------ Text passage ------

|Institution:||University of New South Wales|
|Department:||Mathematics & Statistics|
|Keywords:||Contact networks; Graph theory; Epidemiology; Random graphs; Stochastic processes|
|Full text PDF:||http://handle.unsw.edu.au/1959.4/53918|
We apply graph theory to two problems involving real-world networks. The first problem is to model sexual contact networks, while the second involves criminal networks. The structure of an underlying sexual contact network is important for the investigation of sexually transmitted infections. Some measures are very difficult to estimate for real-world contact networks. Therefore, mathematical models and simulations can be used for estimating these measures. In this paper we introduce the spatially embedded evolving network model. We compare simulated results to real-world data from two surveys against three measures of sexual contact networks: the number of partners; duration of partnerships; gaps and overlaps lengths. We found that each of these measures can be captured independently by our model by choosing suitable values of the input parameters. Investigation of drug markets and the criminal syndicates groups that operate within them is important in order to target drug law enforcement interventions in the most effective ways. We explore the effectiveness of four different hypothetical intervention strategies that aim to dismantle a criminal network: interventions which target individuals based on degree; interventions which target individuals based on role; interventions which combine the first two strategies; and random intervention. The results of our research shows that the most effective strategy is targeting individuals based on high degree and roles within the networks.

------ Listed entries ------

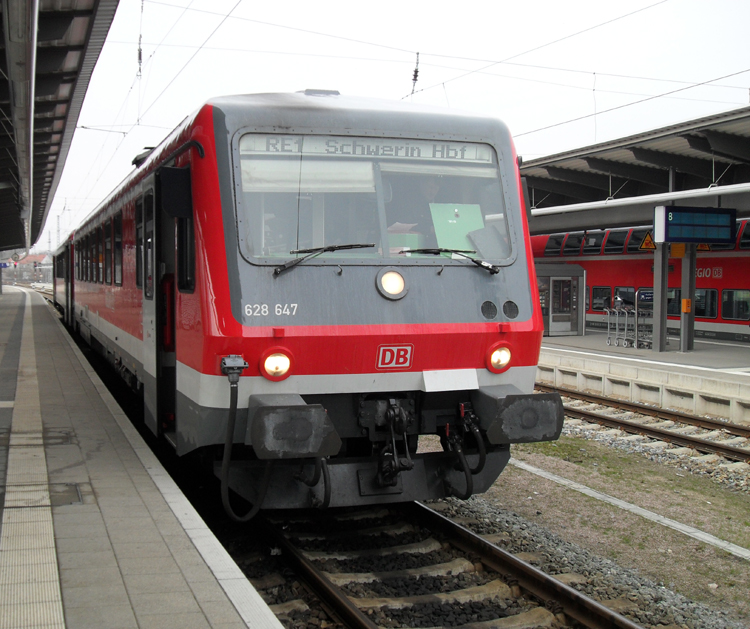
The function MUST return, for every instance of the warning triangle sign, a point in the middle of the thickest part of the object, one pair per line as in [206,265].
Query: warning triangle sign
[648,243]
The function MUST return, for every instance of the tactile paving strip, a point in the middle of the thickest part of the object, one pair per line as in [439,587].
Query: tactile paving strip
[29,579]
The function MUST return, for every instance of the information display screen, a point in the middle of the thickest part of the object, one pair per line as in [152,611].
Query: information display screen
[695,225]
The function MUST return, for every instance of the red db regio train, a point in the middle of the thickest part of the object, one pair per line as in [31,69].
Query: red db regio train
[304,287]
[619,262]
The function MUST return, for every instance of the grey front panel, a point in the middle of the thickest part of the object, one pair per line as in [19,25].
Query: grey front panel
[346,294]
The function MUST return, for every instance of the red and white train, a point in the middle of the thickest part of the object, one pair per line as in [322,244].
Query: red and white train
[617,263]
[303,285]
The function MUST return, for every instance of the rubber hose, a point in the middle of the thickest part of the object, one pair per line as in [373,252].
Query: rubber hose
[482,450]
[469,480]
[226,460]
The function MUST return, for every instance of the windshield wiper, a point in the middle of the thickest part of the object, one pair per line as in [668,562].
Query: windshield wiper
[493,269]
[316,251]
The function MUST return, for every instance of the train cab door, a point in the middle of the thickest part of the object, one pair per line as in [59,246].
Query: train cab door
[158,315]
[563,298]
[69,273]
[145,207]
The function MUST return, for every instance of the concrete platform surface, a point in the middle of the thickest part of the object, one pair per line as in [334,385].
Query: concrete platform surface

------

» **Task goal**:
Answer these questions from the network-modeling abstract:
(a) Which department is listed?
(b) What model is introduced?
(c) Which intervention strategy was found to be most effective?
You won't need the material for this.

» **Solved problem**:
(a) Mathematics & Statistics
(b) The spatially embedded evolving network model
(c) Targeting individuals based on high degree and roles within the networks